* Activity: Scan the entries below for the string "barrier" and copy every line where it turns up.

#### Data section ####

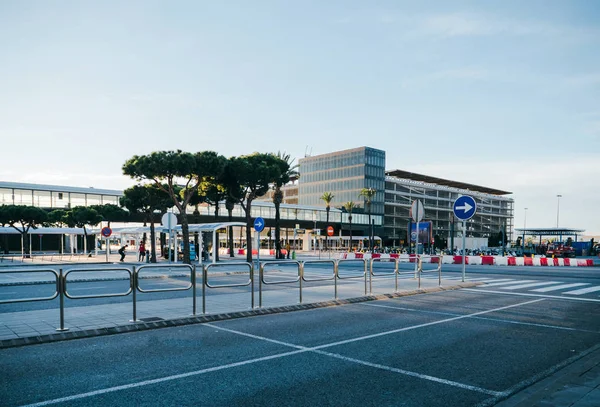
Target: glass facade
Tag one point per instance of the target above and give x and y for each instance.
(494, 212)
(52, 197)
(344, 174)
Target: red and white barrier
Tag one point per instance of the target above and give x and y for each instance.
(476, 260)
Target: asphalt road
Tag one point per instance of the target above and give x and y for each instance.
(588, 277)
(452, 348)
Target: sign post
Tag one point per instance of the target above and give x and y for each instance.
(169, 220)
(464, 208)
(106, 232)
(417, 210)
(259, 225)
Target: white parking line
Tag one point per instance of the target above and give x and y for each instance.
(519, 286)
(509, 282)
(299, 349)
(558, 287)
(584, 290)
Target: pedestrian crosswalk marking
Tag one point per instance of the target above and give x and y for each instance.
(558, 287)
(584, 290)
(519, 286)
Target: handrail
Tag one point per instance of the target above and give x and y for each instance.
(205, 282)
(438, 268)
(44, 270)
(261, 279)
(159, 290)
(363, 261)
(394, 272)
(81, 297)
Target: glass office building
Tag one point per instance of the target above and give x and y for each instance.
(344, 174)
(55, 197)
(494, 209)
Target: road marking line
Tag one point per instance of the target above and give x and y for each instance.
(558, 287)
(509, 321)
(510, 282)
(413, 374)
(408, 328)
(558, 297)
(160, 380)
(584, 290)
(519, 286)
(362, 362)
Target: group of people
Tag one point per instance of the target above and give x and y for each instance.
(142, 252)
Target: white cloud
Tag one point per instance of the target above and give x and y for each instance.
(463, 24)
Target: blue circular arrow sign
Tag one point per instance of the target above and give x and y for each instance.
(464, 207)
(259, 224)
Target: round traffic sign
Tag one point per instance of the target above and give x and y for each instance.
(106, 231)
(259, 224)
(169, 220)
(417, 210)
(464, 207)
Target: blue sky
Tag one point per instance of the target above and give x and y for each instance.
(504, 94)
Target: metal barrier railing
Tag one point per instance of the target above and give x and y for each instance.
(364, 263)
(206, 283)
(310, 280)
(136, 285)
(385, 274)
(261, 279)
(339, 271)
(438, 268)
(65, 293)
(36, 270)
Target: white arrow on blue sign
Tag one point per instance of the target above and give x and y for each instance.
(464, 207)
(259, 224)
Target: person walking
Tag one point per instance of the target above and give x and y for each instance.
(122, 251)
(142, 251)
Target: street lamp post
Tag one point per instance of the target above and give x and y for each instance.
(557, 208)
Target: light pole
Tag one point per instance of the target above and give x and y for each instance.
(557, 208)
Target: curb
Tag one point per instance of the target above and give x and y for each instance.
(199, 319)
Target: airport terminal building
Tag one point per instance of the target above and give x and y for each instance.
(344, 174)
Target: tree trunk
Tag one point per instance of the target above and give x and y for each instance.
(277, 233)
(326, 226)
(26, 248)
(216, 232)
(350, 222)
(186, 237)
(230, 214)
(249, 233)
(152, 240)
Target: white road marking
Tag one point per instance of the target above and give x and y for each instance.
(408, 328)
(558, 287)
(299, 349)
(519, 286)
(509, 282)
(508, 321)
(584, 290)
(86, 288)
(558, 297)
(160, 380)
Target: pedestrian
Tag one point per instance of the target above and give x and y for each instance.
(122, 251)
(142, 251)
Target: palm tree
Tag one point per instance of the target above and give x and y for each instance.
(327, 197)
(291, 173)
(349, 206)
(368, 194)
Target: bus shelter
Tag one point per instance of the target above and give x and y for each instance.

####

* Task answer:
Target: red and white barrier
Target: metal barrier railing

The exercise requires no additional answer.